### OBJECTIF
Affichez à l'identique, s'il vous plaît, le passage de l'extrait sur l'opéra créé en prison qui va de "Douze cordes, c’est" à "du sublime artistique.".

### EXTRAIT DU DOCUMENT

--------

Un centre pénitentiaire, un projet de réinsertion, un opéra audacieux qui entraîne avec lui son orchestre national. Un metteur en scène hardi et aguerri qui ose « récidiver », une chorégraphe entraînée dans la danse, un DJ qui sample très jazzy, un coach de boxe et huit détenus en longues peines et quelques autres larrons… Au final, un opéra en trois actes dont le livret écrit collectivement en prison raconte l’histoire d’un combat annoncé pour la fin mai. La vie comme combat, contre et pour soi ; les autres, non plus adversaires mais coéquipiers, complices d’une évasion par la création.

Douze cordes, c’est les trois cordes d’un côté du ring multipliées par ses quatre côtés. Boxer pour vivre mais aussi boxer avec des mots, du son, du geste, de la lumière, du jeu. A celui qui en répétition se plaint de s’être époumoné sur le punching-ball, le coach, Careem Ameerally répond « mais qui t’as dit de frapper si fort ? » À la table d’écriture, le metteur en scène, Hervé Sika lui demande : « Pourquoi t’as frappé si fort ? » Ça doit bien sortir par quelque part… Le DJ, Junkaz Lou, la chorégraphe Mariana Gomes proposeront de slamer et de danser au lieu de cogner, ça fait moins de mal, voire carrément du bien ! Le circassien Mawu’nyo fera tourner sa roue dans la quadrature du ring, histoire d’arrondir les angles ! Tonton Freud parlait de la « sublimation des pulsions dans l’art », le résultat peut aussi donner du sublime artistique.

Et ce n’est pas tout ! Produire un opéra en établissement pénitentiaire, c’est aussi articuler le dedans et le dehors, ouvrir le dedans pour y faire entrer le dehors, créer du transindividuel, du lien social entre ceux qui ne sont pas censés se rencontrer, inventer une synergie créatrice rare. Pour cela, il faut aussi une institution au vrai sens du mot, ce que les humains instituent pour faire société. Pourquoi pas l’Opéra Grand Avignon et le volontarisme de son directeur Frédéric Roels engagé pour les Droit culturels : pas seulement faire des spectacles pour associer acteurs et publics dans des interactions qui portent le projet d’une autre sociabilité que celles des normes d’exclusion et de cloisonnement. Avec l’Opéra, c’est aussi son personnel musicien qui prend part à cette évasion sans effraction. Puisqu’on parle de cordes, un quatuor à cordes constitué de musiciennes de l’orchestre viendra s’agréger au projet.

Mais la distribution ne serait pas complète si on oubliait cette autre institution qui s’efforce de faire du lien pour ceux qui sont en rupture de ban, à savoir le Centre pénitentiaire Le Pontet-Avignon, avec à sa tête Alexandre Bouquet, un directeur ouvert et dynamique. Il faut aussi souligner l’engagement total du SPIP, le Service pénitentiaire d’insertion et de probation 84 (Vaucluse-PACA) et son directeur Nicolas Roches.

--------

### LIGNES ENREGISTRÉES

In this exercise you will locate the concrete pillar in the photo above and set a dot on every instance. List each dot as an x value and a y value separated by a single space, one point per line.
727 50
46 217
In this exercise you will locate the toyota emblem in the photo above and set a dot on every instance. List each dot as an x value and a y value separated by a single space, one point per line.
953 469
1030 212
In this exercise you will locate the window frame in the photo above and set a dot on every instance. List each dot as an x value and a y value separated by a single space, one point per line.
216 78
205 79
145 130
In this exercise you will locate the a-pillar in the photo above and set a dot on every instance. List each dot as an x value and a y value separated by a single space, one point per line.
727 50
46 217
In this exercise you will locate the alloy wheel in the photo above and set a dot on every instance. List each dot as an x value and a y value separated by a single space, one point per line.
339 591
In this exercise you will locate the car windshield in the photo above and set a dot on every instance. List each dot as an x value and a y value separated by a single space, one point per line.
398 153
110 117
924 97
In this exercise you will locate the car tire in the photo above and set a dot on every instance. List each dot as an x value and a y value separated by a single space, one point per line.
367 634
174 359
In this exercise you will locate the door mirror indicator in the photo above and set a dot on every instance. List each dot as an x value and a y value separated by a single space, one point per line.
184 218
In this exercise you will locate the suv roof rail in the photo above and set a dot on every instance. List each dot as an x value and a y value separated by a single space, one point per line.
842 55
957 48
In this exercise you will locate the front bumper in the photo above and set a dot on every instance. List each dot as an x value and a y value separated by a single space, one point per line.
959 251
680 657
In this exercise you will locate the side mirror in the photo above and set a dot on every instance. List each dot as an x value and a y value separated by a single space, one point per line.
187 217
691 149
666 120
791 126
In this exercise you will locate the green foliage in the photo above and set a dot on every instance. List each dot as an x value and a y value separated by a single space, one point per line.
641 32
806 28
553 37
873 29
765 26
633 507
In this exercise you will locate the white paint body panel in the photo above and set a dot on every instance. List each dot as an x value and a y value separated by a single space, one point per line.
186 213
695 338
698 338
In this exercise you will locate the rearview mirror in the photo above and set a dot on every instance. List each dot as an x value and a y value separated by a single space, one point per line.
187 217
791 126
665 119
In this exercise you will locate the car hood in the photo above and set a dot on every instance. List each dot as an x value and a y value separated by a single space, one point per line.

--------

### SOLUTION DÉTAILLÉE
Douze cordes, c’est les trois cordes d’un côté du ring multipliées par ses quatre côtés. Boxer pour vivre mais aussi boxer avec des mots, du son, du geste, de la lumière, du jeu. A celui qui en répétition se plaint de s’être époumoné sur le punching-ball, le coach, Careem Ameerally répond « mais qui t’as dit de frapper si fort ? » À la table d’écriture, le metteur en scène, Hervé Sika lui demande : « Pourquoi t’as frappé si fort ? » Ça doit bien sortir par quelque part… Le DJ, Junkaz Lou, la chorégraphe Mariana Gomes proposeront de slamer et de danser au lieu de cogner, ça fait moins de mal, voire carrément du bien ! Le circassien Mawu’nyo fera tourner sa roue dans la quadrature du ring, histoire d’arrondir les angles ! Tonton Freud parlait de la « sublimation des pulsions dans l’art », le résultat peut aussi donner du sublime artistique.